Why is Furiosa driving the women across the desert? Because that guy's an asshole. Go!

Miller is able to tell a perfectly satisfying story and tap into our emotions using motion, colors, sounds, silence, symbols - all the elements a filmmaker should take advantage of instead of relying on plot-heavy dialogue to tell a story. If a plot is complex -or at least complicated - enough to require a lot of words, I'll probably have a better experience reading a book. This film, on the other hand, reminded me why motion pictures can be so engaging if the filmmakers use the medium to convey the story, not just illustrate a narrative.
posted by bibliowench at 3:51 PM on May 17, 2015 [53 favorites]


Chiming in to say, that I just saw it too. Definitely a thrill ride and visually, surprisingly beautiful. The scene where Furiosa is breaking down and the sand is blowing is lovely.

I loved everything about it but what truly knocked my socks off, is the Furiosa's bad-ass clanswomen. I don't think there is another film out there that uses so many older actresses as action heroes, not just as a novelty or for comedic value. In an industry where older actresses are shunted aside because of ageism, it is so refreshing and amazing to see. Kudos to George Miller.

Request:
Give the comments on the film again from "Miller is able" to "blowing is lovely.", updating "thrill ride" to "roller coaster".

Dataset extract:
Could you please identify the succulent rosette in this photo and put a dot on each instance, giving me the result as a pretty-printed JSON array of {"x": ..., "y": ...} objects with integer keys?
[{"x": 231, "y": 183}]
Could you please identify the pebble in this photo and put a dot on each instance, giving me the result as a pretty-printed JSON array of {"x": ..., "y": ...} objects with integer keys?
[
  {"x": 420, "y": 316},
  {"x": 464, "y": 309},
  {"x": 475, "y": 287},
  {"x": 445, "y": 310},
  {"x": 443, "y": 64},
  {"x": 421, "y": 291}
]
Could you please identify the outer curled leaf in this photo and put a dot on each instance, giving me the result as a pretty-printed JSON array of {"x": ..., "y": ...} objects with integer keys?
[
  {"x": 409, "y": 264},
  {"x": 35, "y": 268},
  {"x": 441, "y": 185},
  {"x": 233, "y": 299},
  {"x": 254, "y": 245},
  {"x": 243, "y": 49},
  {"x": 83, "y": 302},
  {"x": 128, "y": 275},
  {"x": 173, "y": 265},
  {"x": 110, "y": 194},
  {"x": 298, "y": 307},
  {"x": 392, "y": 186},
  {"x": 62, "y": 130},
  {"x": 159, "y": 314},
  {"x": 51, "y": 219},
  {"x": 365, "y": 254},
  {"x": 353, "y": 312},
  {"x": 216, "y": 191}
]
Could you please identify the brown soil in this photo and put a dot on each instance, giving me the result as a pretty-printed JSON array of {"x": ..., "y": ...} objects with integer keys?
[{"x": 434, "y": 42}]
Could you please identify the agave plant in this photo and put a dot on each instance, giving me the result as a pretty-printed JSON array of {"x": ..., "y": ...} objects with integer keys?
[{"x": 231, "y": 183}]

Full solution:
Miller is able to tell a perfectly satisfying story and tap into our emotions using motion, colors, sounds, silence, symbols - all the elements a filmmaker should take advantage of instead of relying on plot-heavy dialogue to tell a story. If a plot is complex -or at least complicated - enough to require a lot of words, I'll probably have a better experience reading a book. This film, on the other hand, reminded me why motion pictures can be so engaging if the filmmakers use the medium to convey the story, not just illustrate a narrative.
posted by bibliowench at 3:51 PM on May 17, 2015 [53 favorites]


Chiming in to say, that I just saw it too. Definitely a roller coaster and visually, surprisingly beautiful. The scene where Furiosa is breaking down and the sand is blowing is lovely.